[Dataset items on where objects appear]
──────────

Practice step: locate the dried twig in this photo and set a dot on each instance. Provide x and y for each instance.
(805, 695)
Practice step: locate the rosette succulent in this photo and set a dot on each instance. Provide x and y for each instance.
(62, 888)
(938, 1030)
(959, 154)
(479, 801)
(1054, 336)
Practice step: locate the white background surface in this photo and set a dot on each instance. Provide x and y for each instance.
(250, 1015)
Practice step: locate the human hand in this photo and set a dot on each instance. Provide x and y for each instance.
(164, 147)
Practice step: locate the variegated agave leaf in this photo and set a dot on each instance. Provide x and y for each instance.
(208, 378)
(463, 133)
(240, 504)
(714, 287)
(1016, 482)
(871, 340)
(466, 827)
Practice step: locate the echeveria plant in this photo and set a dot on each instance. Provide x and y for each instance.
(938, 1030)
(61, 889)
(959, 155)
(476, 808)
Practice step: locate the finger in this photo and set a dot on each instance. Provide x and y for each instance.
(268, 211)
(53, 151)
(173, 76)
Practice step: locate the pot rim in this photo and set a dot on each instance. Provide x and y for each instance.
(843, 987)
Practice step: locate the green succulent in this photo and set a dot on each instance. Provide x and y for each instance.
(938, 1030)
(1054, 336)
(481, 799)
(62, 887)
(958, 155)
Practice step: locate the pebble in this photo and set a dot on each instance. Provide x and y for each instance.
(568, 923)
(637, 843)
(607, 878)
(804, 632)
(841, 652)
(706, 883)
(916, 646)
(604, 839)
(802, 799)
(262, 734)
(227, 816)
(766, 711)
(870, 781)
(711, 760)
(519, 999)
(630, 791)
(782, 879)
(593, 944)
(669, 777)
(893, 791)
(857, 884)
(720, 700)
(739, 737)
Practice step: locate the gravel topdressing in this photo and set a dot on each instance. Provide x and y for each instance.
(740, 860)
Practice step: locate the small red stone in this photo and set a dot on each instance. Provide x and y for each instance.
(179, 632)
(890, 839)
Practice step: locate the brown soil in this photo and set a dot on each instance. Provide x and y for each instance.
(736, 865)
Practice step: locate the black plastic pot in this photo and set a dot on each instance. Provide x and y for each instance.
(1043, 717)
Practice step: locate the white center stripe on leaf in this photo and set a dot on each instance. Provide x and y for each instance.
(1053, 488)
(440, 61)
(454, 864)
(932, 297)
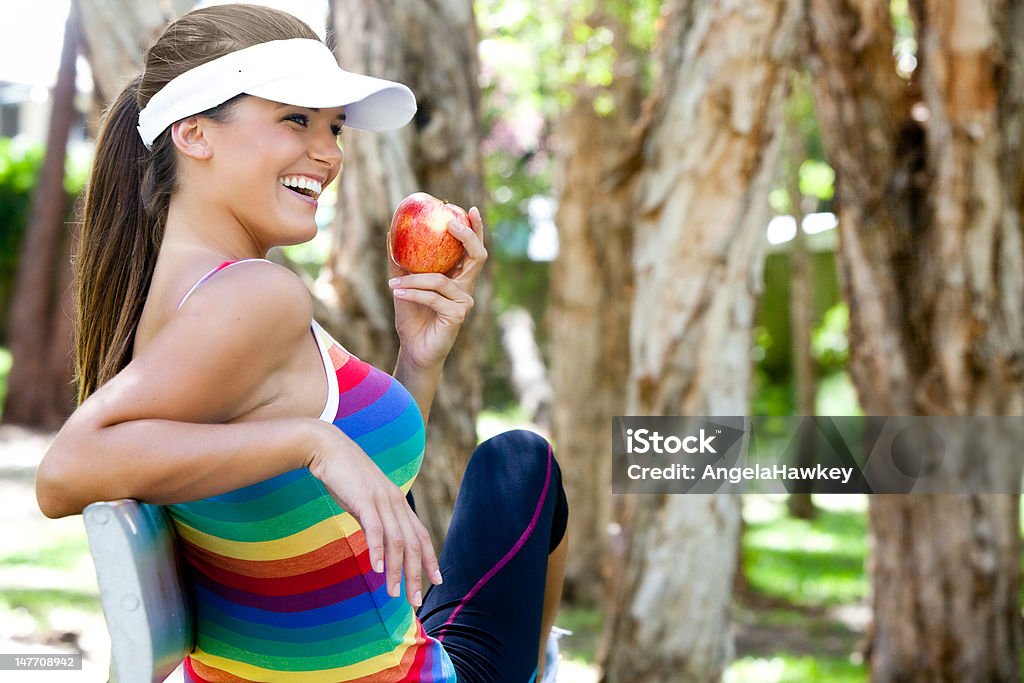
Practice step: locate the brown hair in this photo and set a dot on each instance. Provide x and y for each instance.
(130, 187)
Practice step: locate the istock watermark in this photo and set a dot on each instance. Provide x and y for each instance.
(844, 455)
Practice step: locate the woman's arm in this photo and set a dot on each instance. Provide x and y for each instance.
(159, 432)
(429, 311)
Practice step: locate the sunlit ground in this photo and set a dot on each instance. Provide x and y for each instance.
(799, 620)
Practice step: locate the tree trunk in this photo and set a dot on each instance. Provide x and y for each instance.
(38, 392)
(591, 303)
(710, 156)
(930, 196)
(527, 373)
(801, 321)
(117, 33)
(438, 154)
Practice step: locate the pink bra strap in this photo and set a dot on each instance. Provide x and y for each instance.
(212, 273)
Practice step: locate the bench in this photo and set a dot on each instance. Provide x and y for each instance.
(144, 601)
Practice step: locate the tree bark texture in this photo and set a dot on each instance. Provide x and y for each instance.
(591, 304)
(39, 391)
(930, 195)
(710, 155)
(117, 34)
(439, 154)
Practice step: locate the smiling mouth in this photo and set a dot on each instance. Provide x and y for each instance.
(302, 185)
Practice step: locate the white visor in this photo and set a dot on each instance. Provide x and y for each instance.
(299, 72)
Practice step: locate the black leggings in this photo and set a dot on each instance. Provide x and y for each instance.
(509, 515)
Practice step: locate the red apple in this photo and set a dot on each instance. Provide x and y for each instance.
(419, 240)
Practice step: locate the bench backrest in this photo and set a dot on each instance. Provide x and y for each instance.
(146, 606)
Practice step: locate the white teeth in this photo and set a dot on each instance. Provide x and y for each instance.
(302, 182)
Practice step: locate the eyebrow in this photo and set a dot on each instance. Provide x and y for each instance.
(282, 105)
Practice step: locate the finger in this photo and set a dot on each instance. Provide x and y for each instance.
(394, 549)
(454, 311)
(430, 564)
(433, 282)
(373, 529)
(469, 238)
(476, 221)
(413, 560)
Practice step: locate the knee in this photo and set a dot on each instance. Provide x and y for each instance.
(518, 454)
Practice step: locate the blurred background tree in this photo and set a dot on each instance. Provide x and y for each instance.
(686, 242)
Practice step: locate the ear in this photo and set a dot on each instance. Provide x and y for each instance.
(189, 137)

──────────

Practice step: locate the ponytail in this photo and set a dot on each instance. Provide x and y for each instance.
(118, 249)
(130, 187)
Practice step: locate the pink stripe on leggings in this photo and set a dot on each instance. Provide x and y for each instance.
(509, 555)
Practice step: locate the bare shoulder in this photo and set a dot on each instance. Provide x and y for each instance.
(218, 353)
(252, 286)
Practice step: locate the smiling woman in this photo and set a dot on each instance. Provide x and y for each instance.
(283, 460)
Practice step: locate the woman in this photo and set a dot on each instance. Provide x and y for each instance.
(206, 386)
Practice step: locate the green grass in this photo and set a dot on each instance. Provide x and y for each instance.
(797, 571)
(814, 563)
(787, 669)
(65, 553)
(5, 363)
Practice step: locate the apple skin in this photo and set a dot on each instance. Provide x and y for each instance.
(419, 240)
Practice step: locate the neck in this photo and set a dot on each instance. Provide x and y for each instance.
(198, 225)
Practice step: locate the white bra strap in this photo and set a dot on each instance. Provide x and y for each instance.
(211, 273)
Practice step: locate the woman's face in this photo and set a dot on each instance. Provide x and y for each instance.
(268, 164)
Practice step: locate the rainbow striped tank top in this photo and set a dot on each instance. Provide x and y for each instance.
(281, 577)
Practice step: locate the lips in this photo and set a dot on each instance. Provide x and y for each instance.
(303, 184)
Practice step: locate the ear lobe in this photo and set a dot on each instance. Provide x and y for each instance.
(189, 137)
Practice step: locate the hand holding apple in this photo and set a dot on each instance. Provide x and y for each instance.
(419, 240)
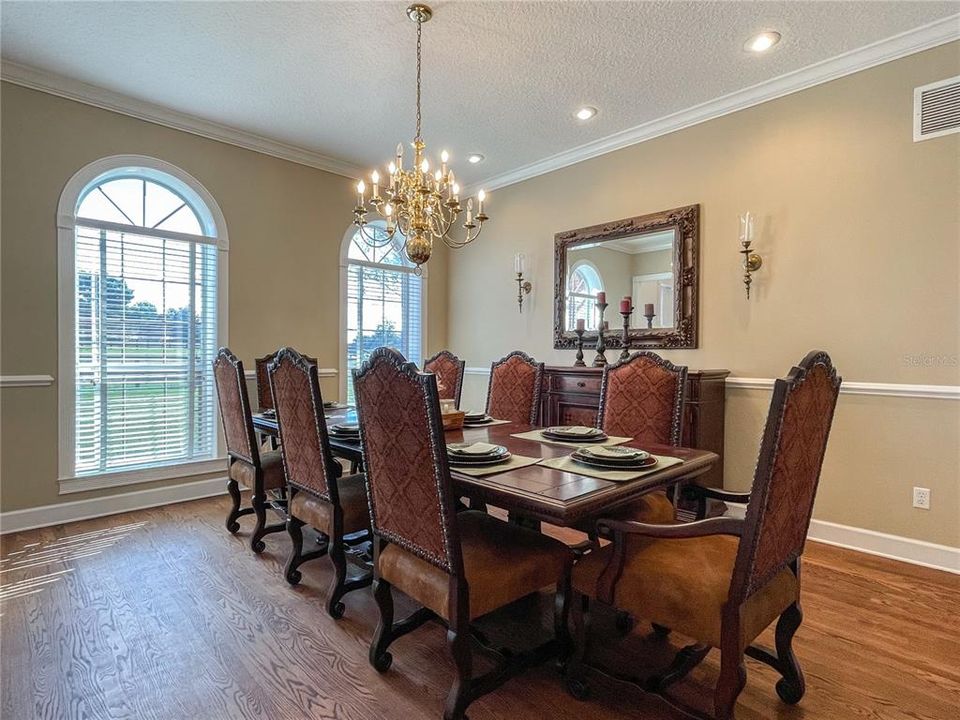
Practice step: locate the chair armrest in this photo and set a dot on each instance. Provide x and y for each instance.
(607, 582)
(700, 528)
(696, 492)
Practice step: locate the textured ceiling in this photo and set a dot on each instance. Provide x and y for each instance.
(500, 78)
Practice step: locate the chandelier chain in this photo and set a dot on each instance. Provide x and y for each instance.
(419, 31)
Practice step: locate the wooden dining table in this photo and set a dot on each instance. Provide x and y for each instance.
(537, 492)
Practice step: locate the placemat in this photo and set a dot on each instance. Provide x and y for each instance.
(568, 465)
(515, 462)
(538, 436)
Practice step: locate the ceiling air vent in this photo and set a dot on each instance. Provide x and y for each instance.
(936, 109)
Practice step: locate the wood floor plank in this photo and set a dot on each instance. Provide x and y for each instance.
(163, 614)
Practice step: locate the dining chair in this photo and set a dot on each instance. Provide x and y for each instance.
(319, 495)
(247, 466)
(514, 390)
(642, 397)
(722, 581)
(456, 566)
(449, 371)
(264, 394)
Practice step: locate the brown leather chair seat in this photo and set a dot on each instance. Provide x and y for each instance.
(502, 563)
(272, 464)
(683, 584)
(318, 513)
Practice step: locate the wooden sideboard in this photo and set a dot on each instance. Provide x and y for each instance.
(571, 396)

──────────

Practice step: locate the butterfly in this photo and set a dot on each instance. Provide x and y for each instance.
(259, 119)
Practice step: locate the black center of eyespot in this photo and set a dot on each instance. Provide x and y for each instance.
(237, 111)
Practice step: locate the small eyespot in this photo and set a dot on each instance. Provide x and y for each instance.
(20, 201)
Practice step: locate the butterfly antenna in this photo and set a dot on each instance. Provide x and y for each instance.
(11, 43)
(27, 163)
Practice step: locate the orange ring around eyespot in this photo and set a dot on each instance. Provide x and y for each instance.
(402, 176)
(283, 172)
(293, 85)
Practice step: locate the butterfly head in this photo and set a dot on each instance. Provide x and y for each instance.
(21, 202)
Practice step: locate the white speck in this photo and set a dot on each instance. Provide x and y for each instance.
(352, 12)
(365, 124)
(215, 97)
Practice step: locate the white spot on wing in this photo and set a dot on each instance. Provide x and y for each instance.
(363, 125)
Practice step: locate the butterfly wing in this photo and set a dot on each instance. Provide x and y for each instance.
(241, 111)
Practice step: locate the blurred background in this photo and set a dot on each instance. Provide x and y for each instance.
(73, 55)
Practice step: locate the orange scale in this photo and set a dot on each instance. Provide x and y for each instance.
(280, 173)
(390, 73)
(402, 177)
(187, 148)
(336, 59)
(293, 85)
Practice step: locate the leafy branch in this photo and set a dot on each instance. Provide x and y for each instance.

──────────

What to produce: Copy out the lines of the items between the line holding "Practice step: locate the dried" and the line holding "(250, 1015)", inclusive.

Task response:
Practice step: locate the dried twig in this photo and set a dot on each instance. Provide x and y for each instance.
(805, 695)
Practice step: locate the rosette succulent in this photo and set a dot on each instance. Provide x and y for each instance.
(62, 888)
(938, 1030)
(959, 154)
(479, 801)
(1054, 336)
Practice step: locate the white background surface in this photo and set a dot on each instance. Provide x and y for each instance.
(250, 1015)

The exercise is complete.